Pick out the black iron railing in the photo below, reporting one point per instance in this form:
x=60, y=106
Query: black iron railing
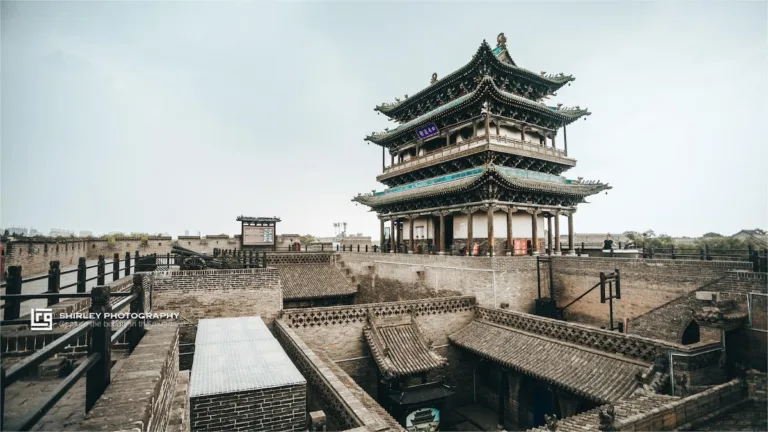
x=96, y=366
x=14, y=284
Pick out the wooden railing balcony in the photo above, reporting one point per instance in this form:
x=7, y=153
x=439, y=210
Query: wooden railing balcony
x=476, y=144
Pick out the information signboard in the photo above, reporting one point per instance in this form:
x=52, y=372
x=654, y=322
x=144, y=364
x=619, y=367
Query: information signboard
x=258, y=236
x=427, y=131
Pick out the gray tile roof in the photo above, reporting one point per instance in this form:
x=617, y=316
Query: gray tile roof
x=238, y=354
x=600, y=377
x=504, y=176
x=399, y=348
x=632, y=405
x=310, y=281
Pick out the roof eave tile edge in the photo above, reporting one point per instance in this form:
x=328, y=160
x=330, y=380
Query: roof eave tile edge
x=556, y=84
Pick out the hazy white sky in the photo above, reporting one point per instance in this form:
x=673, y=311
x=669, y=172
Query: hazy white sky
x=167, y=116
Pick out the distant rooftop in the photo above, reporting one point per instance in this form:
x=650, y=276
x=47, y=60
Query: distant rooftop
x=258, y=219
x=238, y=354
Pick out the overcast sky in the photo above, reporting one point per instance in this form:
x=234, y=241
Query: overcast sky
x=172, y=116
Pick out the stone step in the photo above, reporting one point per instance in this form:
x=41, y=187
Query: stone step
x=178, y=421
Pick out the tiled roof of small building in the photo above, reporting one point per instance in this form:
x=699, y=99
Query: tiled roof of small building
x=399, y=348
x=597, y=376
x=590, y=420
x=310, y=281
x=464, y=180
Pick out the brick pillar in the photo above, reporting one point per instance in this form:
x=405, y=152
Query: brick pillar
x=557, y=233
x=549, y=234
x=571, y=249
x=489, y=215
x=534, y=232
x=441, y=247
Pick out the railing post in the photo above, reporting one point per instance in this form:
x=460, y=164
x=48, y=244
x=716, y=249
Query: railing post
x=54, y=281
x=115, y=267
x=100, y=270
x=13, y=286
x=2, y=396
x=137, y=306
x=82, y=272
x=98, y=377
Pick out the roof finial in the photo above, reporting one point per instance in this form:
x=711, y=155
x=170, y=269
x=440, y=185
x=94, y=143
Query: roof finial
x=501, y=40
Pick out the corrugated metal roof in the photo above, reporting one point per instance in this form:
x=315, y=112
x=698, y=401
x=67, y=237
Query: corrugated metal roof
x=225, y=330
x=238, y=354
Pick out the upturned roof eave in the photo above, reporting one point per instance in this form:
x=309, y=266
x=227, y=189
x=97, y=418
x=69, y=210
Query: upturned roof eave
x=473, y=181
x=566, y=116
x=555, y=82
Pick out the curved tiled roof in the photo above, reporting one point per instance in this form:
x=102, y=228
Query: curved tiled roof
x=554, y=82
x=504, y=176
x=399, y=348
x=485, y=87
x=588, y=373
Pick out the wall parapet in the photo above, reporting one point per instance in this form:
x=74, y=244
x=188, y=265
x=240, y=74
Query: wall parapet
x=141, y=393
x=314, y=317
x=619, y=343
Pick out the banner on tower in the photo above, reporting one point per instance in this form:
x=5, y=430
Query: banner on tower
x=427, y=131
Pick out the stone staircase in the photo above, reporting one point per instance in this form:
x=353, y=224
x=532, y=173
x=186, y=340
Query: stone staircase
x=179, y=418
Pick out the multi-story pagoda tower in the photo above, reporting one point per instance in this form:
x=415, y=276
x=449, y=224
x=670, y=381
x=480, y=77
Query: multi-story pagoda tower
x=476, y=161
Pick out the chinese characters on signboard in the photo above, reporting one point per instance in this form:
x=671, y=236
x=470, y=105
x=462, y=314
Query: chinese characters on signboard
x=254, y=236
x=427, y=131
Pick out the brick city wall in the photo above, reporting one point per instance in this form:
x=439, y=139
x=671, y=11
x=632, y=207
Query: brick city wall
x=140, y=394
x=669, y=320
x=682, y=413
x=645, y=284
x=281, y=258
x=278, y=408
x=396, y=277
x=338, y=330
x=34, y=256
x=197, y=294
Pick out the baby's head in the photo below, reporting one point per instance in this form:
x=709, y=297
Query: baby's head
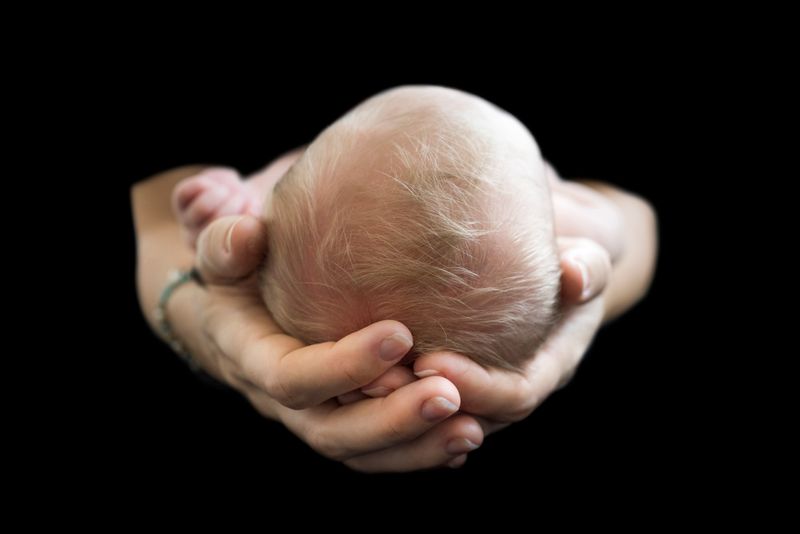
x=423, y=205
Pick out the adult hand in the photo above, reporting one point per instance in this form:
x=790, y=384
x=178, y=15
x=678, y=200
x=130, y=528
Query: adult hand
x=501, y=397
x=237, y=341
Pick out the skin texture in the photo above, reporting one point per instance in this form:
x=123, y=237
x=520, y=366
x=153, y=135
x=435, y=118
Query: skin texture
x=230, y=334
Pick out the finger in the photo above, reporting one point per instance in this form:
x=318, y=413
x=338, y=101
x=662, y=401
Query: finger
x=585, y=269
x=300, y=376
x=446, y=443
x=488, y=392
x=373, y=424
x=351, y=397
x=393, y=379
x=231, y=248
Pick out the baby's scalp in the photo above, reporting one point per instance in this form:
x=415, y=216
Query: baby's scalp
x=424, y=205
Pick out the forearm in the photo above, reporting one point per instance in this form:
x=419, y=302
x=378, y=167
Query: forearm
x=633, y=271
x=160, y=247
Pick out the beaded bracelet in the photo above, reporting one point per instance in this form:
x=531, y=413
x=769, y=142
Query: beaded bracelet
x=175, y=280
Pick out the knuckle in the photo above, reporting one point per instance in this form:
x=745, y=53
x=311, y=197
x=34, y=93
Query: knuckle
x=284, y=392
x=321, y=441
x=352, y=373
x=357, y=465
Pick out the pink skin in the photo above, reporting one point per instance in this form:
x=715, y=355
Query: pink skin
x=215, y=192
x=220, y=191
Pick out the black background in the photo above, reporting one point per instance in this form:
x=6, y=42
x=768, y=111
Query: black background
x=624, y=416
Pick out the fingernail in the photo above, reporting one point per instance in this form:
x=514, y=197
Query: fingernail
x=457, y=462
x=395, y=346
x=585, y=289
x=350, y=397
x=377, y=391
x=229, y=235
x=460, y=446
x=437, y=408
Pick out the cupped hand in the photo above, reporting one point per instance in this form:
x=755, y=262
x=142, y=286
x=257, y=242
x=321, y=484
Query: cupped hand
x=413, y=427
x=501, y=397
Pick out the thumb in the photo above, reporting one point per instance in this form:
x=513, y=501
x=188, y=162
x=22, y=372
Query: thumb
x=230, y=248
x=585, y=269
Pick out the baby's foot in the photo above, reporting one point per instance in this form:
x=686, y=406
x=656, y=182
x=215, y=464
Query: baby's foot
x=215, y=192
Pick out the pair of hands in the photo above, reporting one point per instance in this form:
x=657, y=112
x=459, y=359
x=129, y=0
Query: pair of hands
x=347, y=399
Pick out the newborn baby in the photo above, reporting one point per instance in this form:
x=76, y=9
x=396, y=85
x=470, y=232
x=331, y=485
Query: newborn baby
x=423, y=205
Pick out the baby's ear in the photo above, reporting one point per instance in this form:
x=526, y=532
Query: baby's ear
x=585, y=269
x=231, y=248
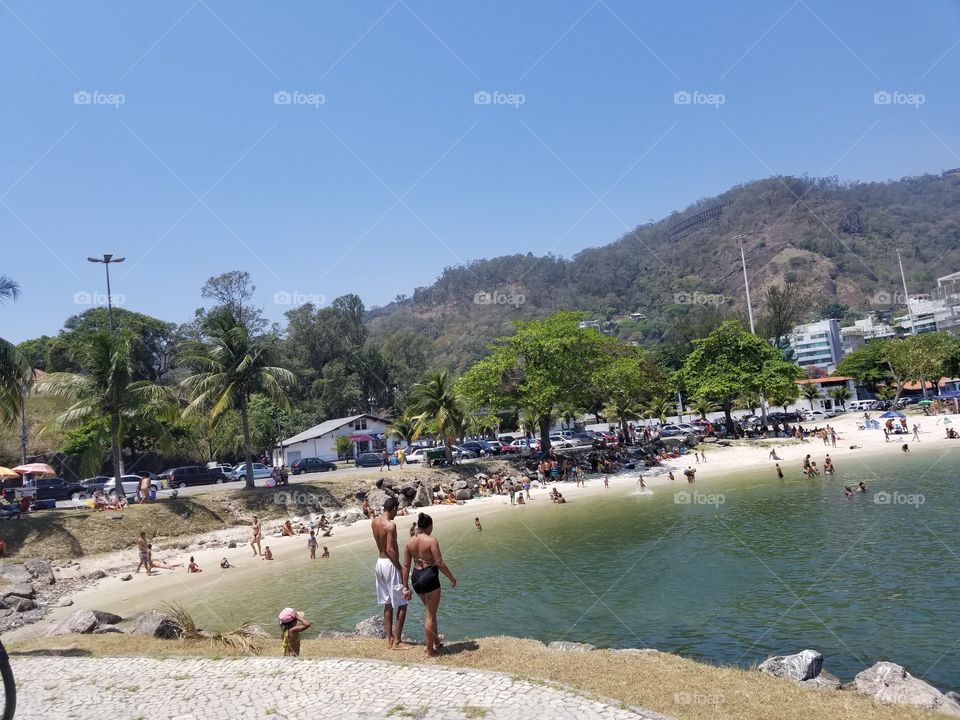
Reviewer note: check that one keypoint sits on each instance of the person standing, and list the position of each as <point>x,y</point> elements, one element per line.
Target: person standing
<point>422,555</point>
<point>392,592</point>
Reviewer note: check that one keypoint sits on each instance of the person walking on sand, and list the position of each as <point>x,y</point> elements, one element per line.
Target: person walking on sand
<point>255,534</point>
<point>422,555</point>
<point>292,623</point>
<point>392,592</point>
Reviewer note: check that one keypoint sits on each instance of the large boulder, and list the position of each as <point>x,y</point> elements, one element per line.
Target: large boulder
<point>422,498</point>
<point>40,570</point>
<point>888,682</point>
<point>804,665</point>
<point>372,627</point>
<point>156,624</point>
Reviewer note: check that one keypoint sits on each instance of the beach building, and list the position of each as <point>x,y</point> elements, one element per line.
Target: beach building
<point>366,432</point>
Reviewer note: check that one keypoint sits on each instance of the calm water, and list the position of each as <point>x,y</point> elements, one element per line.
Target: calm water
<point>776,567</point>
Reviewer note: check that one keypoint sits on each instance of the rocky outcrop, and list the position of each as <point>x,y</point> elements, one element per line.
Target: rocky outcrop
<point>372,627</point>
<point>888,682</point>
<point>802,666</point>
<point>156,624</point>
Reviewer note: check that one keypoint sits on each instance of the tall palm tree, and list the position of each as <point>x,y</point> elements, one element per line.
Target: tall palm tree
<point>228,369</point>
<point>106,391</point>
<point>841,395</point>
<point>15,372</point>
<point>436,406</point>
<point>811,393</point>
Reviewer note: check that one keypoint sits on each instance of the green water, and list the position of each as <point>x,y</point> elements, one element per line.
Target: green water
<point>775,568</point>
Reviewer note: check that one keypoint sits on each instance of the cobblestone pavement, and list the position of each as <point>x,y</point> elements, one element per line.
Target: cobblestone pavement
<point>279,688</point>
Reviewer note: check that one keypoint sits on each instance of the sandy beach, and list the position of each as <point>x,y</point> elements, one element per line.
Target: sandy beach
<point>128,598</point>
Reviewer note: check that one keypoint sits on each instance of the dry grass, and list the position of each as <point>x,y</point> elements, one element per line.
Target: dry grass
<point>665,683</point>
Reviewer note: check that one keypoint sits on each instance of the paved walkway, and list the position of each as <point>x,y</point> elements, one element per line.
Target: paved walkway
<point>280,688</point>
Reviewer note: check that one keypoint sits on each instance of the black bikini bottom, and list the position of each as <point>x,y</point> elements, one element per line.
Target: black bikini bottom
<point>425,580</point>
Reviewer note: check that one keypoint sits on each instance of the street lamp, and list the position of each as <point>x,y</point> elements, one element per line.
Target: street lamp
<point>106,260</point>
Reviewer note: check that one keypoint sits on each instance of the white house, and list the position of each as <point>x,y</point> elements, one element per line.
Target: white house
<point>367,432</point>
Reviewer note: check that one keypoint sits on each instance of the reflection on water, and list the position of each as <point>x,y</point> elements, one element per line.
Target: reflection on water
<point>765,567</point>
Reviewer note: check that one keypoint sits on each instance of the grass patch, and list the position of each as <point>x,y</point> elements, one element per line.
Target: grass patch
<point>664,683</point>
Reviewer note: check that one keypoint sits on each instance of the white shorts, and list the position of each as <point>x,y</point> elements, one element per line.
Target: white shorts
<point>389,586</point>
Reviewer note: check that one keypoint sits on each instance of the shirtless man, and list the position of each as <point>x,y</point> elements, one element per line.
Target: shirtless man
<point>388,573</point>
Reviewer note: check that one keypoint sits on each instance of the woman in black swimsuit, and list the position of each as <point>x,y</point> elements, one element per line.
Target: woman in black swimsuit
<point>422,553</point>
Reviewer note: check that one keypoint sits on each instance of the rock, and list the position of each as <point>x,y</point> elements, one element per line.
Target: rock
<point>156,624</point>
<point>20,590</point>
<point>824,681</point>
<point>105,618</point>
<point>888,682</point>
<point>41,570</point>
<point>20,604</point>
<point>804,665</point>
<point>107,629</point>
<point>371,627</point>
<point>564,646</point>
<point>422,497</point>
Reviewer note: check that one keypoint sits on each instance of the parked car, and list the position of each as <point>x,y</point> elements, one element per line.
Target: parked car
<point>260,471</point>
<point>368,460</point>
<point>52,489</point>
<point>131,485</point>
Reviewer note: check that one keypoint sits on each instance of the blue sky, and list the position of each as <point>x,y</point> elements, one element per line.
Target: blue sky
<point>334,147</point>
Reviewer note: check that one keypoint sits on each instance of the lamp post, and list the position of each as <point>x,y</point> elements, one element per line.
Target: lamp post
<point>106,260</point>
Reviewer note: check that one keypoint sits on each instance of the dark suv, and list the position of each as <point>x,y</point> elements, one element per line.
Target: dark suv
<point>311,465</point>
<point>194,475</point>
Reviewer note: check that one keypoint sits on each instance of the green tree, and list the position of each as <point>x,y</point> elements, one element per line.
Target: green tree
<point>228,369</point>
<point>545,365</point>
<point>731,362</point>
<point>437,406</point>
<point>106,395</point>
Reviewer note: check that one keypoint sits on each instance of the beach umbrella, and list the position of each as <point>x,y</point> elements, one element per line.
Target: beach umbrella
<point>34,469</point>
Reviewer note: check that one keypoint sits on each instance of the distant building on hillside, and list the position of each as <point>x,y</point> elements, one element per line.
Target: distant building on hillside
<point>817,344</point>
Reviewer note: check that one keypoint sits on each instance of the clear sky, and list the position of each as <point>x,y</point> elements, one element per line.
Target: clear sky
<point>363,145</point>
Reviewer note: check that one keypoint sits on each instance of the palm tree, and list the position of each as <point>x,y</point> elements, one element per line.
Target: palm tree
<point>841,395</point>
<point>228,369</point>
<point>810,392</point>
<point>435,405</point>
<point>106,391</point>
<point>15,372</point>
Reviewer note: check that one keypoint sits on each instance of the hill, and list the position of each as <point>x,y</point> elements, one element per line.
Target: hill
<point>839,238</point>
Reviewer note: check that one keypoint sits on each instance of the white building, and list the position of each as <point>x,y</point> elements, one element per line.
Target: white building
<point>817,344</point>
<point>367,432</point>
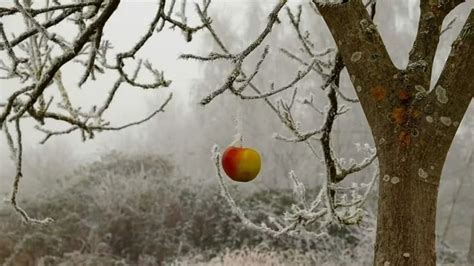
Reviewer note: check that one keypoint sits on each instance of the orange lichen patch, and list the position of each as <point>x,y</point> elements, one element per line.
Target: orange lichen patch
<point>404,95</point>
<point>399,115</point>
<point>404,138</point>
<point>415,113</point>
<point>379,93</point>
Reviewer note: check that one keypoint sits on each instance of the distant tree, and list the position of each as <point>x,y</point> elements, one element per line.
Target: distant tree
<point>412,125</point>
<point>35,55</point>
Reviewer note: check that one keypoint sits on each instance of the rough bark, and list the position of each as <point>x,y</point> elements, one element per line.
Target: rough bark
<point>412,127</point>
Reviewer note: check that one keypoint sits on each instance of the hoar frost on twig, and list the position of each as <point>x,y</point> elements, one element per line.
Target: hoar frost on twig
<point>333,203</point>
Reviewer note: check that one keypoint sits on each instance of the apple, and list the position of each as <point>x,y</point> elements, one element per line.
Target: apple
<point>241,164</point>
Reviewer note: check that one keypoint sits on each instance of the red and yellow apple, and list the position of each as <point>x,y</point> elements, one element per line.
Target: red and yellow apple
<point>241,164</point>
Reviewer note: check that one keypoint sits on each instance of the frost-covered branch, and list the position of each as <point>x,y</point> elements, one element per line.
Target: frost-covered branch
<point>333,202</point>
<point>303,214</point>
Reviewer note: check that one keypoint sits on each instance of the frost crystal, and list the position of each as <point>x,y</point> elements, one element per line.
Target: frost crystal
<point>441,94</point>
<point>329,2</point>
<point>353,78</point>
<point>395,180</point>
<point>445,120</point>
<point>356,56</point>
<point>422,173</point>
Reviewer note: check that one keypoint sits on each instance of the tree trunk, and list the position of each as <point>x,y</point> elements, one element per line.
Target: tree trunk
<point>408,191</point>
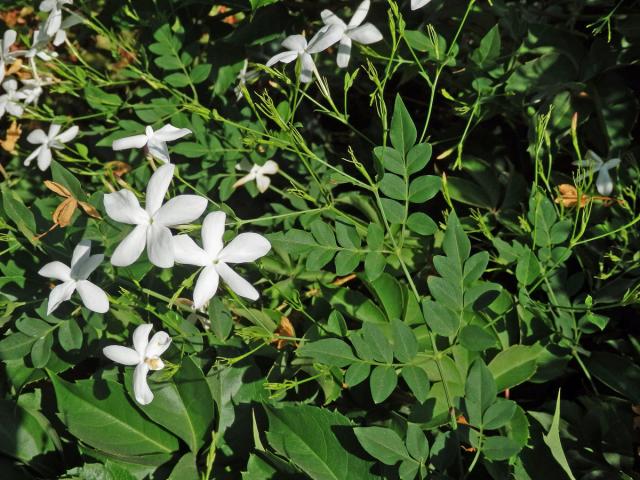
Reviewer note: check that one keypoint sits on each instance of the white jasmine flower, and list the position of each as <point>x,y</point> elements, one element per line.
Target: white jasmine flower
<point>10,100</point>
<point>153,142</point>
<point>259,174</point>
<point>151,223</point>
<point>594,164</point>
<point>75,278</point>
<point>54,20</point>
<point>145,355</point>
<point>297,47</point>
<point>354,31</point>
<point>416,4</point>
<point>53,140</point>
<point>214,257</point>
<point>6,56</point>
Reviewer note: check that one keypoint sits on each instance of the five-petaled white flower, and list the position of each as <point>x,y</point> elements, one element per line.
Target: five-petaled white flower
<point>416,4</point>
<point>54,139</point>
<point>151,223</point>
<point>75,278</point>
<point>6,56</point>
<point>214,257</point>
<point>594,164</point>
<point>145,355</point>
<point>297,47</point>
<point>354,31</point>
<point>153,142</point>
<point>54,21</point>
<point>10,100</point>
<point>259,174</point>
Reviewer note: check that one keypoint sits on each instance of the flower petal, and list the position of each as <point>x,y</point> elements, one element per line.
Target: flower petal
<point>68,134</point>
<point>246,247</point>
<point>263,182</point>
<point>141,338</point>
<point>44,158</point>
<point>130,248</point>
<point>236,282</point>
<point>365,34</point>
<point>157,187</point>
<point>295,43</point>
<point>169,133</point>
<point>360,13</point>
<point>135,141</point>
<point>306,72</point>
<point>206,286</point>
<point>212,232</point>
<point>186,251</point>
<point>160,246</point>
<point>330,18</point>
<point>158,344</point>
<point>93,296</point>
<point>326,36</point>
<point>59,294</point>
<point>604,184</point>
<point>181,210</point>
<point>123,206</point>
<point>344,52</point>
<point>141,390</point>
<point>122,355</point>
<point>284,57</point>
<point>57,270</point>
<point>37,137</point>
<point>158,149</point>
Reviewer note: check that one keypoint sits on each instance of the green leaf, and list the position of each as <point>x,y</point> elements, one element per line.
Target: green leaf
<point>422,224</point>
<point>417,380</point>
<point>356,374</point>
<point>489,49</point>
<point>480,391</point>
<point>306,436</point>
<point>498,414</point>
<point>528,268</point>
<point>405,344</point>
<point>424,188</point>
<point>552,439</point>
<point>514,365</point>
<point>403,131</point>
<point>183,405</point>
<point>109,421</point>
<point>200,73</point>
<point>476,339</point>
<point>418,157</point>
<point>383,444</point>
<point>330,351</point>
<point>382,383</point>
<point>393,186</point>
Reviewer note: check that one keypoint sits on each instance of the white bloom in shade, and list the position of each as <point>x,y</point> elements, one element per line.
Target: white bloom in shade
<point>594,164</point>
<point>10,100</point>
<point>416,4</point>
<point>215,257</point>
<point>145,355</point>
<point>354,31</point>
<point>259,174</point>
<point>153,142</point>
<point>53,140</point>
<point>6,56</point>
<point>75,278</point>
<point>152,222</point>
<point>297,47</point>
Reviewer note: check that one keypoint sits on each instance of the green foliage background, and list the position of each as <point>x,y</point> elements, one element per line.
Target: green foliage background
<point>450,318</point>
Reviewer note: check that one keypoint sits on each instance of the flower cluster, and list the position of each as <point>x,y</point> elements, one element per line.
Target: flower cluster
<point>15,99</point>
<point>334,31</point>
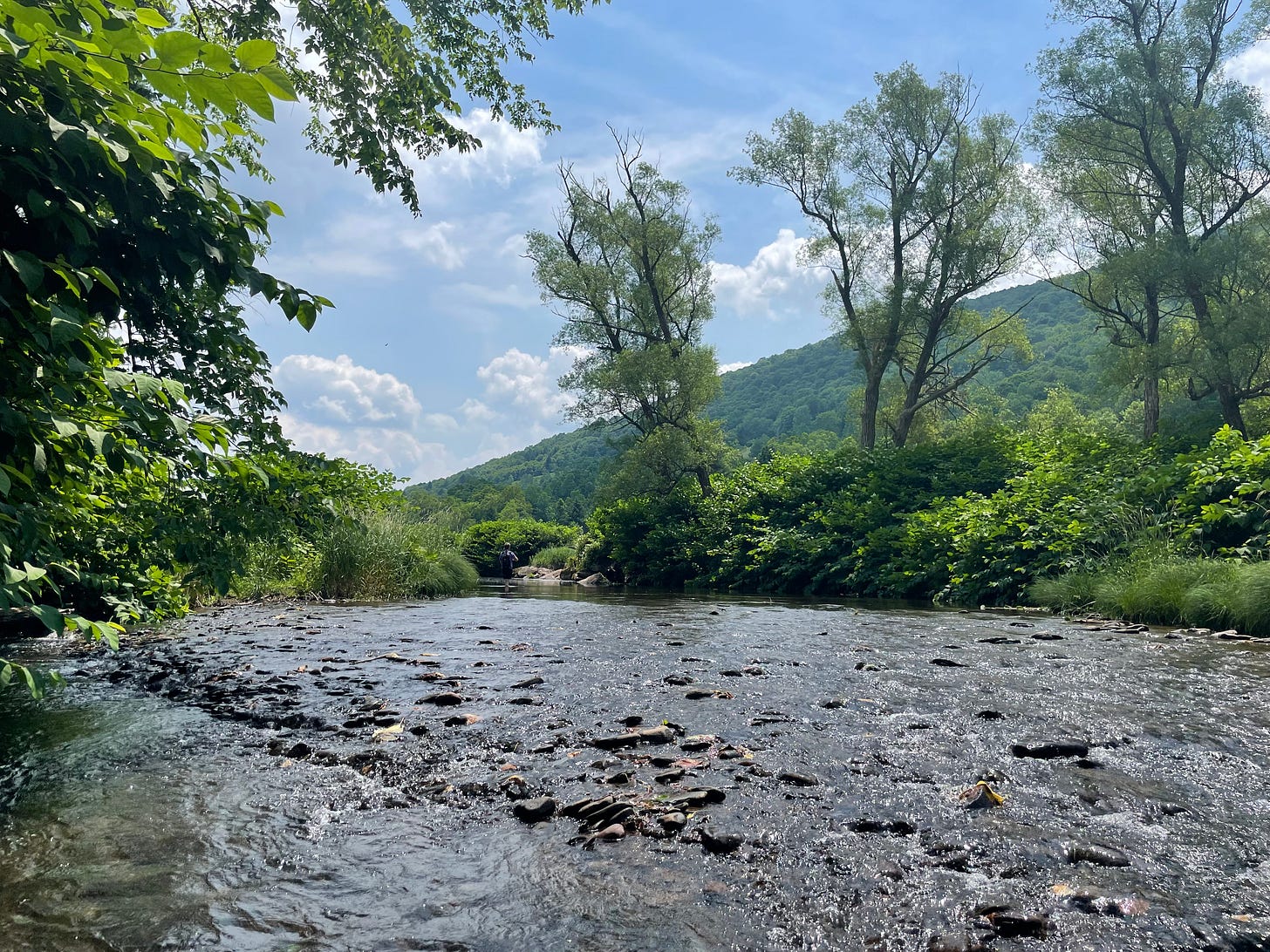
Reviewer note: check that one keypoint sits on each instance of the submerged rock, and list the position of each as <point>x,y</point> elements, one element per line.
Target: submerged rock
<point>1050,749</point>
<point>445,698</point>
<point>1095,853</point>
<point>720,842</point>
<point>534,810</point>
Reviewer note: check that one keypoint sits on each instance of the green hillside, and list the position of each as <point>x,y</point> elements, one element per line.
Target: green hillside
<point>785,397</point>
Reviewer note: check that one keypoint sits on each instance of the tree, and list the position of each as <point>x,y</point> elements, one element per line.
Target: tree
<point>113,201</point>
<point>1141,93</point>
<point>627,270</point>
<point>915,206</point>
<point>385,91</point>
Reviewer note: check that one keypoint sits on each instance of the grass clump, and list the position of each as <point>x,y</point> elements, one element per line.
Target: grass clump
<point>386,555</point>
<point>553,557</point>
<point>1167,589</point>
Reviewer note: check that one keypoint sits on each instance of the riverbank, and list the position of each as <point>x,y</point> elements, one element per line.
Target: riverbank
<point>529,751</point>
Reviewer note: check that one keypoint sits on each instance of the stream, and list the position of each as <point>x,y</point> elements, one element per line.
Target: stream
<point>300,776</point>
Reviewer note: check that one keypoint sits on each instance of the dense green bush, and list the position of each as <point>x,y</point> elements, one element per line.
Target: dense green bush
· · · ·
### [EXERCISE DIRECTIONS]
Quote, word for word, every line starting at the one that contains "the tree, and" and ending with the final line of the entries.

### [OUTPUT]
Reviewer note: check that one keypoint sits on each instance of the tree, and list the position of each as <point>x,y</point> elements, one element per line.
Target: tree
<point>113,201</point>
<point>1141,93</point>
<point>627,270</point>
<point>915,206</point>
<point>385,91</point>
Reviewer note: check that one keypoint sits on each instance of the grass clump, and list the position of each as <point>x,y</point> elements, one element per line.
Target: grass clump
<point>386,555</point>
<point>553,557</point>
<point>1167,589</point>
Reviewer note: check that one keypoint sits on each instance of the riverbank, and list the position of each as <point>x,y</point> elements, one element per line.
Target: riverbank
<point>529,751</point>
Reviewer note: check that one keypoint sits on each instance of the stream, and list the position of each as <point>x,y</point> elements, one element per line.
Target: stream
<point>300,776</point>
Reviewer note: check that one keypoint sits on each instance of the dense green bush, and list the position of each as <point>x,y</point> elements, one element per line.
Target: dense green bush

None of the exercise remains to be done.